_Problems and tasks_
A. Answer from the Yom Kippur Dvar Torah:
(i) How many times do we daven on Yom Kippur?
(ii) How many times in all is Viduy said over the course of the day?
(iii) What four parts of Viduy does the Rambam list in Hilchos Teshuva (1:1)?
B. Write what comes next in the Yom Kippur Dvar Torah, picking up after its final question.

_Selected extract_

## start

Dvar Torah for Yom Kippur & Podcast

       While on a normal day we daven three tefillos and four on Shabbos, on Yom Kippur we daven five times. In addition to the typical tefillos of Shachris, Mincha, Maariv, and Mussaf, an extra teffilah of Neilah is added at the end of the day as well. Yom Kippur is the last day for us to commit ourselves to a proper life and to ask Hashem for a good year, so we do our best to pray as much as time allows. The major theme of davening is the Viduy, the Confession, where we ask Hashem to forgive us for the many sins we have committed over the previous year. Viduy is said both in the silent Amidah as well as in the Chazzan’s repetition for a total of ten times over the course of the day. Why do we need to say it so many times? After the first time, we have already committed to being better people, so why do we need to say it over and over again?
       The answer lies in discovering the main purpose of the Viduy. The Rambam in Hilchos Teshuva (1:1) explains Viduy contains four vital parts: recognizing that you have sinned, listing the sins you have committed, regretting your actions, and committing not to repeat those sins. All of these parts are vital and of equal importance. However, in a different place the Rambam says the only important part of Viduy is recognizing that you have sinned (2:8). What happened to the other three ‘important’ parts?

## end

_Dataset records_
## start

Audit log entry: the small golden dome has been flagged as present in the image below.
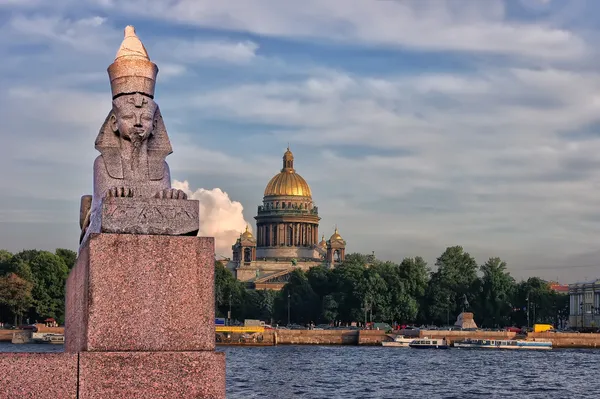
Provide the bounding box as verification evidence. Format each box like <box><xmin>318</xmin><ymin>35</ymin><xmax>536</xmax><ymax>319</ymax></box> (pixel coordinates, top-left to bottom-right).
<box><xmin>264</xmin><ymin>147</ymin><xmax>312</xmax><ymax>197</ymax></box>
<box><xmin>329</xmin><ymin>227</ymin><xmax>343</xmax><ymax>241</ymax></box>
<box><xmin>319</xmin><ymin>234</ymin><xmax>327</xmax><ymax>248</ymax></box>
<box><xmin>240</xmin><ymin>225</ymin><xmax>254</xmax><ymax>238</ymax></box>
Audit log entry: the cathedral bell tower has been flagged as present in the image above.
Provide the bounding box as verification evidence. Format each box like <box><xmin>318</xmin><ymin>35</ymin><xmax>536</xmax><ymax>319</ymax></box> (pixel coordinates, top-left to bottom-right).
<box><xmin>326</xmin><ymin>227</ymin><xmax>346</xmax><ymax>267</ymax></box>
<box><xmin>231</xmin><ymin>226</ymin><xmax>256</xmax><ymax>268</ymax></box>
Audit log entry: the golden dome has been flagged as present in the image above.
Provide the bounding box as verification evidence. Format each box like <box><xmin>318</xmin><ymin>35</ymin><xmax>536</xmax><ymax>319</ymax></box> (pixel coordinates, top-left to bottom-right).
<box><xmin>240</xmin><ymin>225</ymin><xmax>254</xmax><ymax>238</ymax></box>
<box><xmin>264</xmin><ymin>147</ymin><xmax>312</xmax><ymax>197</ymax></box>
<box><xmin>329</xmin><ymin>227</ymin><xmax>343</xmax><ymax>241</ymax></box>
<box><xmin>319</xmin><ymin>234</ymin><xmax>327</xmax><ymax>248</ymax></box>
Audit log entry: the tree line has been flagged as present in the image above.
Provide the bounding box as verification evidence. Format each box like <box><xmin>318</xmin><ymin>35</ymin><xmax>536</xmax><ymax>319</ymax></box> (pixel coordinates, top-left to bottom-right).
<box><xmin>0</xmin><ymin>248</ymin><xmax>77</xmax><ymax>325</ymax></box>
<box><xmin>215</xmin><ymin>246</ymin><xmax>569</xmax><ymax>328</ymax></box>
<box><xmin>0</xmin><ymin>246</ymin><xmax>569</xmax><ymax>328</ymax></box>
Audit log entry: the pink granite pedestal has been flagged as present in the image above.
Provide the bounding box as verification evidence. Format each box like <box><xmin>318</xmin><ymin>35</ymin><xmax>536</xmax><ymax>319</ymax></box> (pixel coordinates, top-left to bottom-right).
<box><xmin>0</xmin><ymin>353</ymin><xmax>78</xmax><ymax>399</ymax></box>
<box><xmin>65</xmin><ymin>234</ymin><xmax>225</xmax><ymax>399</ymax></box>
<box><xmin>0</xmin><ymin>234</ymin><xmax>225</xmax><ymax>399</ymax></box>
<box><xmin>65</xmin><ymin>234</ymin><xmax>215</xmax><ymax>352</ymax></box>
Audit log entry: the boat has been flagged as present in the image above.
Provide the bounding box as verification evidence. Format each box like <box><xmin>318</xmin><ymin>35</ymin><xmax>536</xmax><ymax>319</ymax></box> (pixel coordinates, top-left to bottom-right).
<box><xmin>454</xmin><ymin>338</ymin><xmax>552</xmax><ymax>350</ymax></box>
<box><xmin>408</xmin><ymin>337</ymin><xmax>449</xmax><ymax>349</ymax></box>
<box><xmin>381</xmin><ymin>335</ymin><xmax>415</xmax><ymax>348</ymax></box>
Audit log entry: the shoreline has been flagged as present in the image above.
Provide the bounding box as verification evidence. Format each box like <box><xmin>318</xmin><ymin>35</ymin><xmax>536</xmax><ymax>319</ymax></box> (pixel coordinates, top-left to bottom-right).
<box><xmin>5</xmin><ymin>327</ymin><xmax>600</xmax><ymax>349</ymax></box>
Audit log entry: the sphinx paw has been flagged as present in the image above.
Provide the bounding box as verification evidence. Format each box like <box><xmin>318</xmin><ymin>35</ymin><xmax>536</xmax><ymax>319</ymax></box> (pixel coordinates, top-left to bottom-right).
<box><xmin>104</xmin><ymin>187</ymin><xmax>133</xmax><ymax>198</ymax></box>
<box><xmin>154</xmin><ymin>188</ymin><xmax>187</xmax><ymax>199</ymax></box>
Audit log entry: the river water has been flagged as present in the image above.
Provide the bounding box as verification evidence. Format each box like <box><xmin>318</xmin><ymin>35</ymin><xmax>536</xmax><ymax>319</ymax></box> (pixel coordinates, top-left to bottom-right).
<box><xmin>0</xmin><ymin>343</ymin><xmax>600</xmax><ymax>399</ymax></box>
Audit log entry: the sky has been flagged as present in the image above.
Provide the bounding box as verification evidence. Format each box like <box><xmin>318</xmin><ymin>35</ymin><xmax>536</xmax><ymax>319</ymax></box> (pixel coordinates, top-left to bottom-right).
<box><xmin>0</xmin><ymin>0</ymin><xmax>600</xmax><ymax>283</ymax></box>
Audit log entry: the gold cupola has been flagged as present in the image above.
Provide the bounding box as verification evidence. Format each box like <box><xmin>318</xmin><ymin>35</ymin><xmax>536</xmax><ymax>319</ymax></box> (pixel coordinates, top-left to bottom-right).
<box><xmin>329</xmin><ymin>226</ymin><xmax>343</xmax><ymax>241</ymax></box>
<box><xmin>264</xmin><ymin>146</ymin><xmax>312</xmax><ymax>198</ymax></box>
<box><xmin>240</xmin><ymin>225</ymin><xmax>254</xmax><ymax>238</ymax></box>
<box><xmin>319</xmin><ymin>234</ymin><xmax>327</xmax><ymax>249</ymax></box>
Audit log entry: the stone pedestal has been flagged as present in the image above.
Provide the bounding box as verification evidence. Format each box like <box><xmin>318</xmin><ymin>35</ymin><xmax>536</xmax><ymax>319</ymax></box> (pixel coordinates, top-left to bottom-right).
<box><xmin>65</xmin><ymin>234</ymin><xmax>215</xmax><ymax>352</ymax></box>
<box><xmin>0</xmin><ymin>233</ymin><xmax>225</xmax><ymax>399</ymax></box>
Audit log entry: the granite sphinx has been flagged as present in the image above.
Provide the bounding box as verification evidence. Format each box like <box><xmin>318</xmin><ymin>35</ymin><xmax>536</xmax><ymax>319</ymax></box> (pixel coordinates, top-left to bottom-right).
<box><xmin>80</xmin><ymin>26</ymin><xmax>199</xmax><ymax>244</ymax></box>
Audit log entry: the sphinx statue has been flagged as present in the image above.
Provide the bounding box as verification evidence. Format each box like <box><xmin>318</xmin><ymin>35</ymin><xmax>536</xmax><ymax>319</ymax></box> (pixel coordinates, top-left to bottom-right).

## end

_In response_
A.
(i) Five times.
(ii) Ten times.
(iii) Recognizing that you have sinned, listing the sins you have committed, regretting your actions, and committing not to repeat those sins.

B.
       Rav Shalom Schwadron, ZT”L, in his sefer Kol Dodi Dofek, explains this seeming contradiction in the Rambam. There is a type of Viduy that must be made in order to fulfill the mitzvah of Teshuvah. This is the one explained in 1:1 of Hilchos Teshuvah and includes four vital parts. However, the mitzvah of Teshuvah is a process that is focused over the entire time period from Elul through the Aseres Yimei Teshuvah; but when it comes to Yom Kippur, there is a special class of Viduy which must be done. It’s not simply about committing to a better future, it’s the recognition that we have sinned. It is the only vital part to this Viduy. (The Ramban in 2:7 actually seems to indicate that when it comes to Yom Kippur, there is a concept of Viduy separate from the obligation of Teshuva.)
       The idea behind Yom Kippur is not just to look at our actions from the past year, sincerely regret any sins, and commit to a better future; that’s the idea of this entire period! Yom Kippur, is specifically about recognizing even before we repent, that we have done something wrong. Even though we may have fulfilled the confession portion of our obligation to repent, we must make another separate declaration admitting that we were wrong.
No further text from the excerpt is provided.